═══ Material for the task

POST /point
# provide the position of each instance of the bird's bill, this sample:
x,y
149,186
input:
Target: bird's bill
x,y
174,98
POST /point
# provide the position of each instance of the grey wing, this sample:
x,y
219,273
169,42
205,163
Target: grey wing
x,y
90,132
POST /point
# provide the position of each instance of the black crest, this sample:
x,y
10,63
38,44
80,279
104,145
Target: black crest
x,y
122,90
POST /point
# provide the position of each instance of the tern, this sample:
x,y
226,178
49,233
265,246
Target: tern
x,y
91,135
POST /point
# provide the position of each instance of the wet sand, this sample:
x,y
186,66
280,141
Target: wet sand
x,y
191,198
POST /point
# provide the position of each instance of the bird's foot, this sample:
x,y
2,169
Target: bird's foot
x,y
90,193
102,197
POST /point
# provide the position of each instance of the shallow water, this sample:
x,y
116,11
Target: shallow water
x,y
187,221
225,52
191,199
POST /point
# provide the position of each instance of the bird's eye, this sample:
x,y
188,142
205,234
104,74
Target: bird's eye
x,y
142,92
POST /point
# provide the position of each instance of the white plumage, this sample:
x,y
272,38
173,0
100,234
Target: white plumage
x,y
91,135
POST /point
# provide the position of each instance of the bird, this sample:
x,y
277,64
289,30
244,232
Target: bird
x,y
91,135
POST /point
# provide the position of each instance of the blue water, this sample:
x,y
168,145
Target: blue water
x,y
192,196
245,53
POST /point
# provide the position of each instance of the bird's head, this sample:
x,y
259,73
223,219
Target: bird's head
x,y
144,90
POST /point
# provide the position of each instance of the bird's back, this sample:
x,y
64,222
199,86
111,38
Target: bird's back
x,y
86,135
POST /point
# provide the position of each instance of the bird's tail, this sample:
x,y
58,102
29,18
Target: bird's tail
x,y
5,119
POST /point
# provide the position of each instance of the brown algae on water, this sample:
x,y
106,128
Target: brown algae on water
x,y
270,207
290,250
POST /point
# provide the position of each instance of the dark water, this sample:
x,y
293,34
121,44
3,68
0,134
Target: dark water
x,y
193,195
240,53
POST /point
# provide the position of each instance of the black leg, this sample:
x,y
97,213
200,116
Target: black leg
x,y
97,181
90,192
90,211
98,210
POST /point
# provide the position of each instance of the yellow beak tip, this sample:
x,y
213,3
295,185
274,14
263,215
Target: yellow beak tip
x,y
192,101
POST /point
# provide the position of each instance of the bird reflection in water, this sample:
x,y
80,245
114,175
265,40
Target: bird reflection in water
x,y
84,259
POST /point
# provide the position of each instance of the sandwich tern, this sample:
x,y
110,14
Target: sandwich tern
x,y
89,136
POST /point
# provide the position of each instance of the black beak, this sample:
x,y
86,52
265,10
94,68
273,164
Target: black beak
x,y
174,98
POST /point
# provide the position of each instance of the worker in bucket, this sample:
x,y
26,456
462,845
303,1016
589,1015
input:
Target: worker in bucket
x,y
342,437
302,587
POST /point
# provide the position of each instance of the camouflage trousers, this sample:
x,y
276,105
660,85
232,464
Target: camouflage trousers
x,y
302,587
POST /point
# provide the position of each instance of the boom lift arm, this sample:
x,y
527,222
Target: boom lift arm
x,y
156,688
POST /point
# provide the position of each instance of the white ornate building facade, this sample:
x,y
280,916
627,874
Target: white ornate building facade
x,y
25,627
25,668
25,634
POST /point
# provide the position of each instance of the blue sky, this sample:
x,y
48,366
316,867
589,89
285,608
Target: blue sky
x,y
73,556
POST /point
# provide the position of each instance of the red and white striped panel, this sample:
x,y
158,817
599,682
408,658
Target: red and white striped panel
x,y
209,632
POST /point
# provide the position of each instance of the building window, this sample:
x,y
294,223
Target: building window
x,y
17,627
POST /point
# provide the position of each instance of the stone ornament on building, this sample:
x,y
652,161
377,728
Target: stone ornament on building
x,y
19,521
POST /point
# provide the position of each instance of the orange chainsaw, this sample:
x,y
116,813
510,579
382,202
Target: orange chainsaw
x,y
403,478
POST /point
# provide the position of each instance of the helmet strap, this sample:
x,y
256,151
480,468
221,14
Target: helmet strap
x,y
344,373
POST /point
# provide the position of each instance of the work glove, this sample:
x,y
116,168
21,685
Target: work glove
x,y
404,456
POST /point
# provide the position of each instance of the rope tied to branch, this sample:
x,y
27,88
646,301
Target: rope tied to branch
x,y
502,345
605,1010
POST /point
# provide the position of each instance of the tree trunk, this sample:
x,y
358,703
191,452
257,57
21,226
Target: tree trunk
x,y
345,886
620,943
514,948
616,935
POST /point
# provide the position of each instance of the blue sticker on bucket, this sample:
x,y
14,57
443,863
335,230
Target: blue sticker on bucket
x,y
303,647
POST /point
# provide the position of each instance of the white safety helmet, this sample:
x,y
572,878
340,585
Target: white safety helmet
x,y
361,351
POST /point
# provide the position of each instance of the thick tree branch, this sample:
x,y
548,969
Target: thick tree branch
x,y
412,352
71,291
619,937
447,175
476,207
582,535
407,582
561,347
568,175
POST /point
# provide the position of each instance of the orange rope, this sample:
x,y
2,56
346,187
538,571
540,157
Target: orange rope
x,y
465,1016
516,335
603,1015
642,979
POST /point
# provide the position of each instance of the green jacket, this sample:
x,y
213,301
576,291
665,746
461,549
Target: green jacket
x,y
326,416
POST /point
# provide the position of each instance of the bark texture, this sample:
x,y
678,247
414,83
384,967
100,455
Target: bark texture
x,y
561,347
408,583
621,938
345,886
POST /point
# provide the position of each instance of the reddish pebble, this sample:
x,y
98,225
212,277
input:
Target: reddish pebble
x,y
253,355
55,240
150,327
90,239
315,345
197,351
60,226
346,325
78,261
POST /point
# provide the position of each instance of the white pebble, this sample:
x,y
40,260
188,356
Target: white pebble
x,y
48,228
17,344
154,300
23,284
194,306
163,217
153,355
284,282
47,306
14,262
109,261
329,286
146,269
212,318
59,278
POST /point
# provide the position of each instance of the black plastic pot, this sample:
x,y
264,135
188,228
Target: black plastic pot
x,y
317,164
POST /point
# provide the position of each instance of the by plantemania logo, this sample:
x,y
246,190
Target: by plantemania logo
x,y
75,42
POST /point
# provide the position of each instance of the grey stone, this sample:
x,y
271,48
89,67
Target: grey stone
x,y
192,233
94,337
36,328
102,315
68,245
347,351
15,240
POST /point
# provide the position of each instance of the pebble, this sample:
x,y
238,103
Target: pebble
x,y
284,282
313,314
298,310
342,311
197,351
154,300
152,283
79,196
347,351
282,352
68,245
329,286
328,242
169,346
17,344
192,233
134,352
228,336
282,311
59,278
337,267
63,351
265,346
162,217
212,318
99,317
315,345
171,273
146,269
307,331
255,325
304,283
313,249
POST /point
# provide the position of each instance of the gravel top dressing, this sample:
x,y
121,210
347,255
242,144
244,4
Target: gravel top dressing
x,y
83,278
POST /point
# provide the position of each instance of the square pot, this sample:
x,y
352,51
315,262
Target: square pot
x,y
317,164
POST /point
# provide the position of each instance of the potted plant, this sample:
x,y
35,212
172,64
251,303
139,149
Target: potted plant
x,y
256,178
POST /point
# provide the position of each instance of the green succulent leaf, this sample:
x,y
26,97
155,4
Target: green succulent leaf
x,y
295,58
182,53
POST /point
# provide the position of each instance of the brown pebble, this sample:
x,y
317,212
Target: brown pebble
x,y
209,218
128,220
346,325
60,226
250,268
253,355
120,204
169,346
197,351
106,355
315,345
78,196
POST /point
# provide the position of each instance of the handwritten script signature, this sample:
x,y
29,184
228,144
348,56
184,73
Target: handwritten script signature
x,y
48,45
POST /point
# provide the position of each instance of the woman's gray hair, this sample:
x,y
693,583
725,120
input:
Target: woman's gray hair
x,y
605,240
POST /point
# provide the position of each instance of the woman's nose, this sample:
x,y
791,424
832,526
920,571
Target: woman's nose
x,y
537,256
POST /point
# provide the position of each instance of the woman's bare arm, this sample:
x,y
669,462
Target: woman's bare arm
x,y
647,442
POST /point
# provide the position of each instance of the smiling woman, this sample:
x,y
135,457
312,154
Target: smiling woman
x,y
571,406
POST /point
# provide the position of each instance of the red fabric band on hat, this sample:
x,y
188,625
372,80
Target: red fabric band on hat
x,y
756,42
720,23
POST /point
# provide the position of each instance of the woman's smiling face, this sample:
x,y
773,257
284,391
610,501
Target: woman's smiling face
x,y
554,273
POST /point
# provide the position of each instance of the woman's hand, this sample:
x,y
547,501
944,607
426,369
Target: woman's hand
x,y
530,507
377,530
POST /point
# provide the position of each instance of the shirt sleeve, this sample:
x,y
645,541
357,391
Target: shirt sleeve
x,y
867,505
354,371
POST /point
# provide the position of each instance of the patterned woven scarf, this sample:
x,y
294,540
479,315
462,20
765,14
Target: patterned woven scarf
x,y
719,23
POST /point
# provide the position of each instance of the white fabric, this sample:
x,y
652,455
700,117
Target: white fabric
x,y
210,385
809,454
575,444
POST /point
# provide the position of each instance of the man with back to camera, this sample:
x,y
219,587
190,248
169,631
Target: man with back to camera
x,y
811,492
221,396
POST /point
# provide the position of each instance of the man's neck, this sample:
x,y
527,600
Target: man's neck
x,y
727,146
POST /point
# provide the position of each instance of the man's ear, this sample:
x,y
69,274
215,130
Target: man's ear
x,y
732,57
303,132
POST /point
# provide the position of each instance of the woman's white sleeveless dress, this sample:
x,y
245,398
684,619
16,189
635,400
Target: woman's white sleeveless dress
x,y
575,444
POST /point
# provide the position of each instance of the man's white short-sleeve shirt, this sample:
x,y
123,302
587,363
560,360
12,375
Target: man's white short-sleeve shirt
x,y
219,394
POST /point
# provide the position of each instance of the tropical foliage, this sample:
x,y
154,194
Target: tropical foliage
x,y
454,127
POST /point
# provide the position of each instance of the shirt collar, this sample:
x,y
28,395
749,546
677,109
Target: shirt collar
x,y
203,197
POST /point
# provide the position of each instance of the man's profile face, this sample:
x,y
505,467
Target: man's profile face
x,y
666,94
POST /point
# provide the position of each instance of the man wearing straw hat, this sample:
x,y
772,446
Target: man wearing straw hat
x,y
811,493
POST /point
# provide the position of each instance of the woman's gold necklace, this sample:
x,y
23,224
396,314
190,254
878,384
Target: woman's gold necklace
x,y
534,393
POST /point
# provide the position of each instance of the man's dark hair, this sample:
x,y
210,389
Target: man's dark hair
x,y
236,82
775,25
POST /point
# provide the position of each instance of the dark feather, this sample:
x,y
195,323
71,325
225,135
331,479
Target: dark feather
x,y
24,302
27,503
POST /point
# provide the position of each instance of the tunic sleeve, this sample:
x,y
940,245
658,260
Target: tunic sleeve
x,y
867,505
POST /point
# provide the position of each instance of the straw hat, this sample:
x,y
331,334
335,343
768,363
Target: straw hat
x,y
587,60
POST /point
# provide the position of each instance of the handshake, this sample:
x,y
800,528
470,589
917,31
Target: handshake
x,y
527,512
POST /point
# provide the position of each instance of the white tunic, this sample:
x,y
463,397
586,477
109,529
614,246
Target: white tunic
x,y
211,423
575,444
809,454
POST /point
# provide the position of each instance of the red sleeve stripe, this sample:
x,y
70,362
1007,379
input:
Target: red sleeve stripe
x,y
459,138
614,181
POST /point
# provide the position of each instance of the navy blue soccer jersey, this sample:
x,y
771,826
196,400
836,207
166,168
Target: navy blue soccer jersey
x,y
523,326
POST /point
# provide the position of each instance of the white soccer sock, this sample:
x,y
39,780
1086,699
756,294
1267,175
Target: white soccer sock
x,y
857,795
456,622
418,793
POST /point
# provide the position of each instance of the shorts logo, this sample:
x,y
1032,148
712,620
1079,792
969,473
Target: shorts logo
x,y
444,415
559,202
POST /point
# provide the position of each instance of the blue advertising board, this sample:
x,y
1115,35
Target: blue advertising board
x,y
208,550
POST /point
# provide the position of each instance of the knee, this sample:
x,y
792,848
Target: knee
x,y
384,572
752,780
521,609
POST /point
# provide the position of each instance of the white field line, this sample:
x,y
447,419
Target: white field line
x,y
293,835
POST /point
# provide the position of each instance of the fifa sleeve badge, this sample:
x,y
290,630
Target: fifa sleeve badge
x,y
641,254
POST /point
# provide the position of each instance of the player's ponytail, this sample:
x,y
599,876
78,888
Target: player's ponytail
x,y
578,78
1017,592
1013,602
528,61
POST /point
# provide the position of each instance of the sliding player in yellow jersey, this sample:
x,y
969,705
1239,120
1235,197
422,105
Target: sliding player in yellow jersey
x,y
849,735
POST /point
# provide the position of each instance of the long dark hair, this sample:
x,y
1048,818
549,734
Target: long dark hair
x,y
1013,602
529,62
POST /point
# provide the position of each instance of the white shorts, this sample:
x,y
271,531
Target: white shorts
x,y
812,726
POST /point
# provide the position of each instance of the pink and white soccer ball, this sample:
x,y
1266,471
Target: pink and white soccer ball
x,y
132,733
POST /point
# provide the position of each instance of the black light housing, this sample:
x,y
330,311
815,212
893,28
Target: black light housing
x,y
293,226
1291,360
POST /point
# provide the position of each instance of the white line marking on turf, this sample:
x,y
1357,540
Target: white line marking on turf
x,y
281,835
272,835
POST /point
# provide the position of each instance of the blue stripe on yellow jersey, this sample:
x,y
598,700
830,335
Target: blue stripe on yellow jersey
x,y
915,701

══════

Goal:
Which lines in the records above contain the word "housing"? Copy each one in full.

Expected answer:
# provide the position of each instance of the black light housing, this sample:
Target: black light housing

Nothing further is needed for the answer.